> **SOURCE DOCUMENT**:
┏━━
Skip to content

ADR-0011: Engine Shutdown and Resource Lifecycle Contract

Field Value
Status Accepted
Date 2026-04-23
Author Subhash Bhushan

Context

Before the 5.1 hardening work, Engine.shutdown() was optimistic: it called subscription.shutdown() on each subscription, then stopped the event loop. Three problems surfaced in production:

  1. Leaked sockets and background threads. Brokers, caches, event stores, and providers had no explicit close() contract. Redis clients stayed bound to ports until garbage collection; SQLAlchemy engines released their pools at process exit instead of at domain teardown. Long-running test suites that created and discarded domains exhausted file descriptors.
  2. No drain window. In-flight handlers were abandoned when the loop stopped. A handler midway through committing a UoW could be torn down between the database write and the event-store append, leaving the aggregate and its event log in disagreement.
┗━━
> **WHAT TO WORK ON**:
- a) Return the passage of the engine shutdown ADR between "Before the 5.1" and "exhausted file descriptors.", inclusive, copied word for word.
- b) Resume the engine shutdown ADR from where it stops.

> **INFORMATION GIVEN**:
┏━━
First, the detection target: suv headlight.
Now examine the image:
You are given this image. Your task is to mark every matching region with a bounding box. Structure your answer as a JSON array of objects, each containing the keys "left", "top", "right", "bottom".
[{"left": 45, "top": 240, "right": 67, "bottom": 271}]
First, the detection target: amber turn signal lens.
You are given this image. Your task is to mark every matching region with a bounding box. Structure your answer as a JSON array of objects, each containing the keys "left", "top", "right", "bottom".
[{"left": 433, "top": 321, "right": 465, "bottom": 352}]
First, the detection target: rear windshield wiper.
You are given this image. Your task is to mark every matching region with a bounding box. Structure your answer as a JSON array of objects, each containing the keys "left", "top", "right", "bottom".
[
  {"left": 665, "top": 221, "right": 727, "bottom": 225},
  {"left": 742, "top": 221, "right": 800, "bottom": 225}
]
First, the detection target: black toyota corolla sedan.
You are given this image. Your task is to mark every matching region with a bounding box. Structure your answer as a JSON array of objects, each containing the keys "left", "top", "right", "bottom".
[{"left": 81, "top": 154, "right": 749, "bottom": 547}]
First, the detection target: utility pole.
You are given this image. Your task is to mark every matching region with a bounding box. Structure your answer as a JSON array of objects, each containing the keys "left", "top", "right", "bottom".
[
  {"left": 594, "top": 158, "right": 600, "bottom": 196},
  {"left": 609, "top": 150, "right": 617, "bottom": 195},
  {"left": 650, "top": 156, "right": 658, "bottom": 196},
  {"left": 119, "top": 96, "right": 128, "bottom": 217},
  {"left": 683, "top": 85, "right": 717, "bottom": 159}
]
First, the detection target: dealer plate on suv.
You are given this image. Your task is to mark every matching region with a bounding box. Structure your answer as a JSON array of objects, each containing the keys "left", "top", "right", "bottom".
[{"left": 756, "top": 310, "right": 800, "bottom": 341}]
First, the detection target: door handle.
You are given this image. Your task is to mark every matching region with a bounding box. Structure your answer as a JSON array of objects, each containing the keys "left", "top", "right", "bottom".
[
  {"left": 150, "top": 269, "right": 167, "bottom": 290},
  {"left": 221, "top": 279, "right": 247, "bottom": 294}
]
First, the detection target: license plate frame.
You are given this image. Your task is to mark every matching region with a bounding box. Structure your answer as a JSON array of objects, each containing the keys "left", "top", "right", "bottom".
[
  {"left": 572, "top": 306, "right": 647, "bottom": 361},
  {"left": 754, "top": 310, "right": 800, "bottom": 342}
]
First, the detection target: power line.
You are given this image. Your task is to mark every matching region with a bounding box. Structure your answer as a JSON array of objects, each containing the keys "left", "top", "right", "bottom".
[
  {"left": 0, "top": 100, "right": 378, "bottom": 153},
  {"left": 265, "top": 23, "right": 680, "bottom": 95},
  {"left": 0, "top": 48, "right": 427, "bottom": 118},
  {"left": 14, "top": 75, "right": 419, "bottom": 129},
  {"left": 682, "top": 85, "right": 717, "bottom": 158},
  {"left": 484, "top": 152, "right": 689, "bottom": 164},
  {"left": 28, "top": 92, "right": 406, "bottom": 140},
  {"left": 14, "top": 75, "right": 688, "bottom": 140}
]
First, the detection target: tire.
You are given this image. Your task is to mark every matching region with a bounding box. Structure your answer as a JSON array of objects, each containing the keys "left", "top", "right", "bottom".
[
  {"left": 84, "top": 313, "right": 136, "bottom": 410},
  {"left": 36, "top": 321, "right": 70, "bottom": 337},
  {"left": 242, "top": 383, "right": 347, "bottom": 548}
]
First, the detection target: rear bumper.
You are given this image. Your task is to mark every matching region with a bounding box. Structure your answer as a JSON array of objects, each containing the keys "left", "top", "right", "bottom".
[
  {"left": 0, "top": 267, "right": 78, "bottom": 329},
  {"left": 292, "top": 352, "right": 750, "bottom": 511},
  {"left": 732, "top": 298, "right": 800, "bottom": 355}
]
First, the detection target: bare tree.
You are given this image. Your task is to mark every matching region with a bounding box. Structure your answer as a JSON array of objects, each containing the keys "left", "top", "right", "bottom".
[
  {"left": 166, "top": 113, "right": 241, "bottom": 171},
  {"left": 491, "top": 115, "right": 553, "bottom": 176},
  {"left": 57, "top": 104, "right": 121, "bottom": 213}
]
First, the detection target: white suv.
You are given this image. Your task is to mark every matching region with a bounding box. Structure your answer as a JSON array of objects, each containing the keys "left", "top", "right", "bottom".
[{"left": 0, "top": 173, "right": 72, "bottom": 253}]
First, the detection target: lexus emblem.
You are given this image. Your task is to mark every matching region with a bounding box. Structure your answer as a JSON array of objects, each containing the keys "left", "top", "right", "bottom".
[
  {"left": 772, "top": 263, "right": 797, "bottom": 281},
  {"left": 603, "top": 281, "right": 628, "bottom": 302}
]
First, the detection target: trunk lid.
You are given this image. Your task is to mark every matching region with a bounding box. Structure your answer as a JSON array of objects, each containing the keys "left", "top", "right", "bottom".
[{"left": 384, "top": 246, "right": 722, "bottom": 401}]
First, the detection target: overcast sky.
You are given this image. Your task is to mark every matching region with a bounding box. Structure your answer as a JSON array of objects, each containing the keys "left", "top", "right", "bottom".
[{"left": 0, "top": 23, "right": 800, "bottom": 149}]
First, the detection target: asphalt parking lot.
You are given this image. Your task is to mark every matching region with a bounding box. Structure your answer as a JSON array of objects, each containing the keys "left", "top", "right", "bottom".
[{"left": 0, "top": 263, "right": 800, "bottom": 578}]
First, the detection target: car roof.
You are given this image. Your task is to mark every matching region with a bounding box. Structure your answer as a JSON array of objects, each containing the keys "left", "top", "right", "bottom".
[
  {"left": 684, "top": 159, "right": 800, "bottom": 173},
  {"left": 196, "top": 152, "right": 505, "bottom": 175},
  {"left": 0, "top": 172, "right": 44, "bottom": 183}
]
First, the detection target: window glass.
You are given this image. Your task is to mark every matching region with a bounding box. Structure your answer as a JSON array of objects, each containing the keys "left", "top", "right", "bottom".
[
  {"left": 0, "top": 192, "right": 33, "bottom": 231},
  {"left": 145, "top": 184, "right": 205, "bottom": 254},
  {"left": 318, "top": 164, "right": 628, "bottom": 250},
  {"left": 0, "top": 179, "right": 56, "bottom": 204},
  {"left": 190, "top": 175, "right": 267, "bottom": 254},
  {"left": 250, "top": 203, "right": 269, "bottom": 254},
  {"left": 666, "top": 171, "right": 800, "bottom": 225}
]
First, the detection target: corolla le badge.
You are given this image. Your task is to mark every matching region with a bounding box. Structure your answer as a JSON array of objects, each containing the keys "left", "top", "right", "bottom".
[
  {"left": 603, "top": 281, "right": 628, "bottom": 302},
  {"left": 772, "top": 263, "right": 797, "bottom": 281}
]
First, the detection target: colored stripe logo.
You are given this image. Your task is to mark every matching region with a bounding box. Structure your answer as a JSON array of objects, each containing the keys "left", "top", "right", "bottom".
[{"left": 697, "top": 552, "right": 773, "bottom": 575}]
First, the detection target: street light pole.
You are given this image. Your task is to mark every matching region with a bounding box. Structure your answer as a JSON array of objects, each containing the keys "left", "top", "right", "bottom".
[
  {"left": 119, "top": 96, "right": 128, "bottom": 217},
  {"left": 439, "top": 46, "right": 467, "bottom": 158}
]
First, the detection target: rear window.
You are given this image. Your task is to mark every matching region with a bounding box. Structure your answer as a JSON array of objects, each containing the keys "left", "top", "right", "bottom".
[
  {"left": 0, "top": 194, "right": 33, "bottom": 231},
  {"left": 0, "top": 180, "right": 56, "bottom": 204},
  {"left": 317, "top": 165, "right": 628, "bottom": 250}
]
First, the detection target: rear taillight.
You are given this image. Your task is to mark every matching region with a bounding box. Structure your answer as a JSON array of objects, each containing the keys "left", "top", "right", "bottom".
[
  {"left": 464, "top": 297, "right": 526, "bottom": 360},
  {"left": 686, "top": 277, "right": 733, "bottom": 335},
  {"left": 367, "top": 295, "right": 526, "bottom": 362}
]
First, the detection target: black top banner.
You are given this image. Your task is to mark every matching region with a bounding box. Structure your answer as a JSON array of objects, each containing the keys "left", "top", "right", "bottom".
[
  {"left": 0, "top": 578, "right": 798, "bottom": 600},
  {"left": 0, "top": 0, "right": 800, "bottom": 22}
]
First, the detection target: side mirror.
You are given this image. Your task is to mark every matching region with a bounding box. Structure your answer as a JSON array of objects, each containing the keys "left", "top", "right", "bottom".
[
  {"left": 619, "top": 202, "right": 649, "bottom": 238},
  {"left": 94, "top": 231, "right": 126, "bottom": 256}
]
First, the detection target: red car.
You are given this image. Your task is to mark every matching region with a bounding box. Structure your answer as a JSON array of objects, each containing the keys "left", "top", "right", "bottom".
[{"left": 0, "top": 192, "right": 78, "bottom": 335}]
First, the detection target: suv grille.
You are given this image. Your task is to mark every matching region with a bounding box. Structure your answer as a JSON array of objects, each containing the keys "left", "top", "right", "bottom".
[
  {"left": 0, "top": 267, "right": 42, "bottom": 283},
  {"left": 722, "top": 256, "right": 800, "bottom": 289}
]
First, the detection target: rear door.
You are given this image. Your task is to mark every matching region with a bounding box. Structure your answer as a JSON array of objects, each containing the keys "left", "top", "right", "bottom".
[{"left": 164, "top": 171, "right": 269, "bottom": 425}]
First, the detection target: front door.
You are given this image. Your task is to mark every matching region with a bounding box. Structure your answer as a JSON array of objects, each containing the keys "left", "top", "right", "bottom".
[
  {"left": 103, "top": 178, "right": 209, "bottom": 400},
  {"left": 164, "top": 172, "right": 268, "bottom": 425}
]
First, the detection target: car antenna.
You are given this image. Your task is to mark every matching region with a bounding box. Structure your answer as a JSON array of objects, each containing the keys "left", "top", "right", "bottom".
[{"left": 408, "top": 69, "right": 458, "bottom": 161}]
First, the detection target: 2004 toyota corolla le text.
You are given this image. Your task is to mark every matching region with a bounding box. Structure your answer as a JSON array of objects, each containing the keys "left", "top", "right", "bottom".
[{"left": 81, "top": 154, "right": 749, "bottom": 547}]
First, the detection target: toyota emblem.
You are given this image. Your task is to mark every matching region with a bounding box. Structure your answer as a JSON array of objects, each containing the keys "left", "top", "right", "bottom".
┗━━
> **RESULTS OF THE TASKS**:
- a)
Before the 5.1 hardening work, Engine.shutdown() was optimistic: it called subscription.shutdown() on each subscription, then stopped the event loop. Three problems surfaced in production:

  1. Leaked sockets and background threads. Brokers, caches, event stores, and providers had no explicit close() contract. Redis clients stayed bound to ports until garbage collection; SQLAlchemy engines released their pools at process exit instead of at domain teardown. Long-running test suites that created and discarded domains exhausted file descriptors.

- b)
  3. No signal to load balancers. The engine had no health probe, so Kubernetes rolling deploys relied on terminationGracePeriodSeconds alone to avoid dropping in-flight traffic. There was no way for the engine to say "I'm draining; don't send me more work."

Domain.close() did not exist. Tests that spun up ad-hoc domains had no way to tear them down cleanly, which the test suite worked around with per-suite fixtures that bypassed adapter lifecycles entirely.

Decision

We will treat engine shutdown as a four-step contract, and we will expose Domain.close() as a public API that tests, tooling, and embedders can call directly.

The shutdown sequence:

  1. Fail readiness probes immediately. Engine.shutdown() sets shutting_down = True and stops the embedded health HTTP server. /readyz returns 503 with {"status": "unavailable"} from this point forward. Load balancers and service meshes pull the pod out of rotation before subscriptions stop.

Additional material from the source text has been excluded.